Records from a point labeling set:
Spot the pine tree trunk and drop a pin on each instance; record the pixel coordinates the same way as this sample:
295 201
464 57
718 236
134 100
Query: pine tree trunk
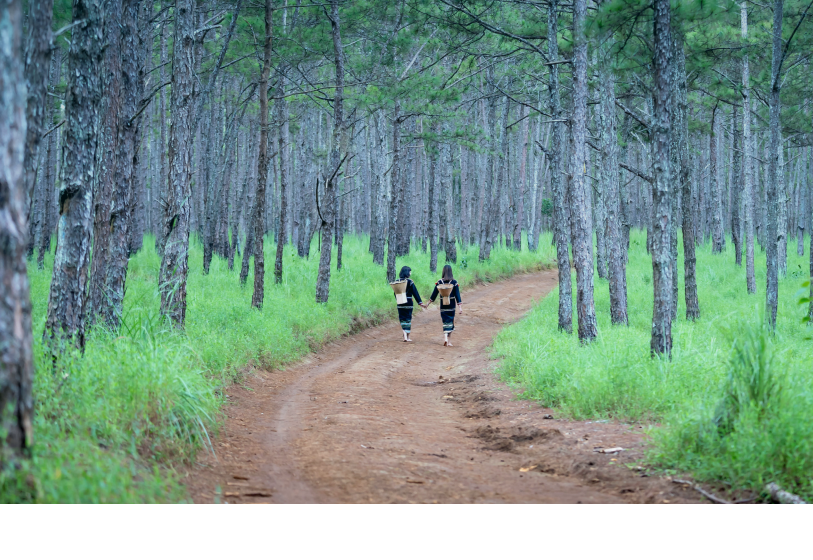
582 224
259 220
781 214
465 198
736 189
748 161
561 209
47 191
446 187
106 181
662 192
132 86
329 201
176 216
617 268
67 299
804 188
488 198
499 207
716 186
433 201
395 175
162 185
773 192
518 207
37 66
381 188
282 150
16 357
684 183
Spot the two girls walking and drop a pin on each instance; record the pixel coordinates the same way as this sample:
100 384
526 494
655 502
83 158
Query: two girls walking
448 303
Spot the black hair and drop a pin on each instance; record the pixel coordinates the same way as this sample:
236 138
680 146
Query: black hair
447 273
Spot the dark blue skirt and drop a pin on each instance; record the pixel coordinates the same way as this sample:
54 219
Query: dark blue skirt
447 318
405 317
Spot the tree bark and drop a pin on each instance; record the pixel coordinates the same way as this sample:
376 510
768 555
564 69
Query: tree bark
106 180
380 182
773 193
662 192
717 232
262 164
748 161
282 150
561 210
161 186
132 85
736 189
433 204
329 202
781 213
47 192
16 358
582 224
395 180
67 298
681 130
447 202
617 268
486 237
37 66
176 217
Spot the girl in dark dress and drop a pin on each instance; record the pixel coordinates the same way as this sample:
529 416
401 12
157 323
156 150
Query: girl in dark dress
447 311
405 309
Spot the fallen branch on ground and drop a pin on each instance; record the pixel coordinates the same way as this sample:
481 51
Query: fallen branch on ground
709 495
782 496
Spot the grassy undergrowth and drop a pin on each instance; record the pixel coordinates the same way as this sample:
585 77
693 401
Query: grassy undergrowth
112 425
734 404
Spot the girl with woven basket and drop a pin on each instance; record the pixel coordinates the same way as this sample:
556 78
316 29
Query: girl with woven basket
405 294
449 292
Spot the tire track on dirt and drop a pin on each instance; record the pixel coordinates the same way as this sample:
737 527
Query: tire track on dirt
372 419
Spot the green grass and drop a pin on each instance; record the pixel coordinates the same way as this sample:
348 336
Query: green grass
116 424
735 402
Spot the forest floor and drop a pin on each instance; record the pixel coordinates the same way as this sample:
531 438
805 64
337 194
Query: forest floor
370 418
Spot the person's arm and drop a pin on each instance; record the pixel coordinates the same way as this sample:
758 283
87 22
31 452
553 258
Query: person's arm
457 297
416 296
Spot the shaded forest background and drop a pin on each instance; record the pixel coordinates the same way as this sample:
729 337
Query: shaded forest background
492 135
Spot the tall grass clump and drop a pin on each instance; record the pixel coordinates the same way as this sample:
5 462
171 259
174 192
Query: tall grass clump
114 424
734 403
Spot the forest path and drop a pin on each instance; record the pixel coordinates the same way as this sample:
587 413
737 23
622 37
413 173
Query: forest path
369 419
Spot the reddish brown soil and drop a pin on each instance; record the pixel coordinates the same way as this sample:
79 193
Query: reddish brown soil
372 419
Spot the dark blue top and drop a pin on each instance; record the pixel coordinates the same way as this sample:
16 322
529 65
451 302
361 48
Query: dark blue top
412 292
454 297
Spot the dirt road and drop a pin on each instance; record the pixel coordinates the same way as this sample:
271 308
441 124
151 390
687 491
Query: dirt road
373 419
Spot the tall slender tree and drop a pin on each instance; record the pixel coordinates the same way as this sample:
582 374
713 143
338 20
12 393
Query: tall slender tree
176 215
68 294
16 359
259 223
662 192
582 219
336 160
561 210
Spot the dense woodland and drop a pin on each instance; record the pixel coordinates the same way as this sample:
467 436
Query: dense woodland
424 125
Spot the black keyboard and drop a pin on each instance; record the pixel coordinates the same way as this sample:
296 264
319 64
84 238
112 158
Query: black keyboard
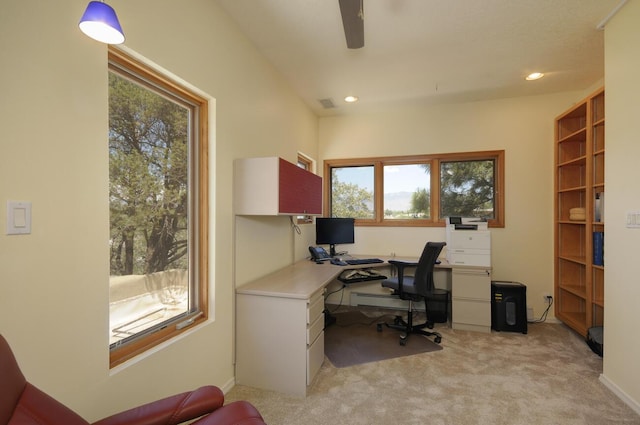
357 261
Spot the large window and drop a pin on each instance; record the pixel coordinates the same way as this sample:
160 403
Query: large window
158 207
416 190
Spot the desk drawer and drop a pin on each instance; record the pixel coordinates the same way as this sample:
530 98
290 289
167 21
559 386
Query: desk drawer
315 357
467 258
315 329
471 312
470 240
316 307
474 284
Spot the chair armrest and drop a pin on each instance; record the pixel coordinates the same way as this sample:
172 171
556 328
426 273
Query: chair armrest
171 410
400 266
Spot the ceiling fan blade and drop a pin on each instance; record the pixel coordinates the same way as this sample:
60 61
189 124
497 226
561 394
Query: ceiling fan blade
353 22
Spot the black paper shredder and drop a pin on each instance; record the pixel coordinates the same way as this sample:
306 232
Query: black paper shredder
508 306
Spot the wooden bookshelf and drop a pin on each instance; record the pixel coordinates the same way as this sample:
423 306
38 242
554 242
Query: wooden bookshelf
579 214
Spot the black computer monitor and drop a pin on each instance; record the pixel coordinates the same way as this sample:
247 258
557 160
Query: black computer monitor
334 231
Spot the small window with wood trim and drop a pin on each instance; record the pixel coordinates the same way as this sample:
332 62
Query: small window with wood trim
418 190
158 207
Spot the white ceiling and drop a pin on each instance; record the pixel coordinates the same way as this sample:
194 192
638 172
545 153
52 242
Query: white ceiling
428 51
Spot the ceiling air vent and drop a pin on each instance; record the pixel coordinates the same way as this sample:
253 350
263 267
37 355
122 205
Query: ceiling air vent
327 103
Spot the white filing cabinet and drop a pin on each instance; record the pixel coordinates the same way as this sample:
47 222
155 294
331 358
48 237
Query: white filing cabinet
471 299
280 341
469 247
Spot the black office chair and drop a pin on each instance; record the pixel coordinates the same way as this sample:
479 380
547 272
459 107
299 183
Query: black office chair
417 288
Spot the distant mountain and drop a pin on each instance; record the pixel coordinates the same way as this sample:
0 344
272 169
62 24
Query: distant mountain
397 201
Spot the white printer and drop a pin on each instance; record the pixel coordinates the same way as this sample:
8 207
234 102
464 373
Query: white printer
468 241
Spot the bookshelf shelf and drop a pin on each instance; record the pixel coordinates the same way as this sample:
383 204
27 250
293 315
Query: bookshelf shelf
579 244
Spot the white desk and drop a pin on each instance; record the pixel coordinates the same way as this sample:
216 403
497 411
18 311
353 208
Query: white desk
280 321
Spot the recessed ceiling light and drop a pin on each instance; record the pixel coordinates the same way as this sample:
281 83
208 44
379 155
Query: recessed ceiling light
534 76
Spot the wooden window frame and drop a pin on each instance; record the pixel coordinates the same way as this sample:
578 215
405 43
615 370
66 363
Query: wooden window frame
199 172
434 161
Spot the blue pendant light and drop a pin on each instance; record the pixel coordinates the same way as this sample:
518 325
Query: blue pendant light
100 22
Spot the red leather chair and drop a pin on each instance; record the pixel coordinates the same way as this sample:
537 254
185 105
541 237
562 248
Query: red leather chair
21 403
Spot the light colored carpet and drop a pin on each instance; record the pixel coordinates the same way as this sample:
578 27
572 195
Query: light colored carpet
548 376
354 339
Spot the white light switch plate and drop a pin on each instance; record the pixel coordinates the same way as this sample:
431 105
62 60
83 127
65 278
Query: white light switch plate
633 219
18 218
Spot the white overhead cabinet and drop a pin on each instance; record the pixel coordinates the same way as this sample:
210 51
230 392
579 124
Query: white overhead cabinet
273 186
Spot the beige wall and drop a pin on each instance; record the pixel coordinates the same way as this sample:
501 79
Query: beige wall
622 268
53 108
522 251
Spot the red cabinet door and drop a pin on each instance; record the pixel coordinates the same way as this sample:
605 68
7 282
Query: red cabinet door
300 190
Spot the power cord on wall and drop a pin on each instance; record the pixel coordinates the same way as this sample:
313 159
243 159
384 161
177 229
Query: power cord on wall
294 225
543 317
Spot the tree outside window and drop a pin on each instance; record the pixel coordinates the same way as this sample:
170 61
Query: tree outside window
157 205
419 190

TASK TO COMPLETE: Copy out all the records exactly, excluding pictures.

TASK SOLUTION:
Spot the pine tree trunk and drop a pin on each instance; record the pixel coordinates the same way as this sample:
295 201
464 57
718 236
134 100
Query: pine tree trunk
582 224
259 220
781 214
465 198
736 189
748 161
561 209
47 191
446 187
106 181
662 192
132 86
329 201
176 216
617 268
67 299
804 188
488 198
499 207
716 186
433 201
395 175
162 185
773 192
518 207
37 66
381 188
282 150
16 357
684 183
Spot the two girls walking and drop a pin on each instance; record the pixel coordinates the same way as this sample:
100 384
526 494
655 502
83 158
Query: two girls walking
448 303
Spot the black hair and drop a pin on each instance; record the pixel coordinates the same way as this sample:
236 138
680 146
Query: black hair
447 273
Spot the dark blue skirt and drop a pin on each instance; record the pixel coordinates the same way as this sample:
54 219
Query: dark blue skirt
447 318
405 317
Spot the tree bark and drop a pin on each instance; record the pixel coordinates the same way as this sample:
376 510
768 555
564 69
Query: tree bark
106 180
380 182
773 193
662 192
717 232
262 164
748 161
282 150
561 210
161 186
132 85
736 189
433 204
329 202
781 213
47 192
16 358
582 224
395 180
67 298
681 130
447 202
617 268
486 237
37 66
176 217
Spot the girl in dark dress and drop a pin on each instance; record the pixel coordinates the same way as this sample:
529 416
401 12
157 323
156 150
Query: girl in dark dress
447 311
405 309
Spot the fallen branch on ground and drop a pin on each instance; record the pixel coordinates the same way as this sample:
481 51
Query: fallen branch on ground
709 495
782 496
Spot the grassy undergrowth and drop a pin on each instance; record the pixel coordinates the same way as this sample:
585 77
693 401
Query: grassy undergrowth
112 425
734 404
Spot the girl with woven basket and drop a pin on each instance; record the pixel coordinates the same way as this sample:
556 78
316 29
Query: girl with woven basket
405 294
449 292
Spot the tire track on dirt and drop a pin on each instance; record the pixel coordinates the same way as this sample:
737 527
Query: tire track on dirt
372 419
Spot the green grass and drop a pin on each instance; record the pixel coordinates the same way as this sample:
348 336
Query: green grass
116 424
735 402
Spot the forest floor and drop a pin on each instance; record the pixel coordinates the same way as this sample:
531 438
805 64
337 194
Query: forest floor
370 418
Spot the person's arm and drop a pin on each instance; record the pixel coordinates the same way as this sample:
758 283
87 22
31 452
553 258
Query: person's arm
457 297
416 296
Spot the shaded forest background and drop a pin on each instance; record the pixel coordinates the same way as this sample:
729 337
Query: shaded forest background
492 135
Spot the tall grass clump and drop a pin on each instance; record the pixel coordinates the same way as this sample:
5 462
171 259
174 192
Query: tall grass clump
114 424
734 403
Spot the forest path and drop a pin on each instance; record the pixel coordinates the same way as this sample:
587 413
737 23
622 37
413 173
Query: forest path
369 419
Spot the reddish brown soil and drop a pin on each instance; record the pixel coordinates the same way as this sample:
79 193
Query: reddish brown soil
372 419
Spot the dark blue top and drop a pin on each instance; record the pixel coordinates the same way as this sample:
16 322
529 65
451 302
361 48
Query: dark blue top
412 292
454 297
Spot the dirt road and drop a pin on each instance; record the pixel coordinates the same way as this sample:
271 308
441 124
151 390
687 491
Query: dirt road
373 419
Spot the tall slender tree and drop a pin on each instance; record the pixel coordinates the same way as this sample:
582 374
713 143
338 20
12 393
Query: tall slender tree
176 215
68 294
16 359
259 223
662 192
582 219
336 160
561 210
Spot the dense woodland and drop a pin on each instance; record the pixel coordinates the same way as this sample:
467 436
Query: dense woodland
424 125
Spot the black keyboard and drop a pin on each instance; record the pixel coordinates the same way as this sample:
296 264
319 64
84 238
112 158
Query: black keyboard
357 261
Spot the large window and drop a pin on each instance; record the pixel coordinates the same way as this sample:
160 403
Query: large window
158 207
416 190
Spot the desk drawer and drop a pin on each instance; record the pixel coordinates the same way as this sample:
530 98
290 289
167 21
559 386
Query: desk drawer
315 357
467 258
315 329
471 312
470 240
316 307
474 284
Spot the chair armrest and drop a pin on each instance; record the pixel coordinates the same way as this sample:
172 171
556 328
426 273
Query: chair armrest
171 410
400 266
Spot the ceiling fan blade and drop a pin on each instance; record the pixel coordinates the same way as this sample:
60 61
189 124
497 226
561 394
Query: ceiling fan blade
353 22
Spot the black paper shredder and drop a pin on each instance; record the pixel coordinates the same way as this sample:
306 232
Query: black paper shredder
508 306
Spot the wooden bookshelf and drop a pin on each instance; record the pixel coordinates the same way as this sample:
423 306
38 242
554 242
Query: wooden bookshelf
579 214
Spot the black computer monitor and drop a pin on each instance; record the pixel coordinates the same way as this sample:
247 258
557 160
Query: black computer monitor
334 231
Spot the small window with wood trim and drop a pin on each instance; record the pixel coordinates the same way as this sample:
332 62
Query: small window with wood trim
418 190
158 207
Spot the white ceiling and drop a pin on each instance; record the pixel coordinates the same way as this sample:
194 192
638 172
545 153
52 242
Query: white ceiling
428 51
Spot the ceiling air vent and drop a pin on each instance; record the pixel coordinates the same way as this sample:
253 350
263 267
37 355
122 205
Query: ceiling air vent
327 103
Spot the white filing cabinet and drop a pin on each instance; record the pixel coordinates the same way as this sample:
47 222
155 294
331 358
48 237
Query: white filing cabinet
471 299
280 341
469 247
Spot the black office chair and drop a pin on each instance; record the pixel coordinates the same way as this sample:
479 380
547 272
459 107
299 183
Query: black office chair
417 288
Spot the distant mountain and drop a pin on each instance; record the pixel coordinates the same way as this sample:
0 344
272 169
62 24
Query: distant mountain
397 201
Spot the white printer and drop a pin on each instance; record the pixel coordinates the same way as this sample:
8 207
234 102
464 373
Query: white printer
468 241
Spot the bookshelf shelf and drop a pin on each instance; record the pixel coordinates the same way as this sample:
383 204
27 250
293 315
Query: bookshelf shelf
579 244
Spot the white desk and drop a pin on each instance; record the pixel coordinates the same way as this sample:
216 403
497 411
18 311
353 208
Query: white desk
280 321
Spot the recessed ceiling light and drop a pin on each instance; record the pixel coordinates the same way as this sample:
281 83
208 44
379 155
Query: recessed ceiling light
534 76
Spot the wooden window frame and drop a pin on each instance; record the pixel coordinates the same way as this sample:
578 215
405 43
615 370
66 363
Query: wooden window frame
199 172
434 161
Spot the blue pendant light and drop a pin on each instance; record the pixel coordinates the same way as this sample:
518 325
Query: blue pendant light
100 22
Spot the red leather chair and drop a pin on each instance; record the pixel coordinates the same way as this sample:
537 254
185 105
541 237
562 248
Query: red leather chair
21 403
Spot the light colored carpet and drop a pin on each instance; record the pixel coordinates the same way as this sample:
578 27
572 195
Query: light colored carpet
548 376
354 339
Spot the white light switch plate and drop a pin on each instance; record the pixel coordinates the same way as this sample:
431 105
62 60
83 127
65 278
Query: white light switch plate
633 219
18 218
Spot the white overhead cabinet and drop a pin on each instance; record the pixel coordinates the same way as this sample:
210 51
230 392
579 124
Query: white overhead cabinet
273 186
Spot the beige wall and drop a pin on each instance; record the pixel coordinates the same way as this sample:
501 79
Query: beige wall
622 268
53 108
522 251
Spot the red cabinet door and drop a pin on each instance; record the pixel coordinates the same way as this sample:
605 68
7 282
Query: red cabinet door
300 190
Spot the power cord on wall and drop a pin on each instance; record the pixel coordinates the same way as this sample:
313 159
243 159
384 161
177 229
Query: power cord on wall
294 225
543 317
Spot the tree outside window and drop a pin on each instance; record the pixel coordinates the same way as this sample:
170 61
Query: tree outside window
157 205
419 190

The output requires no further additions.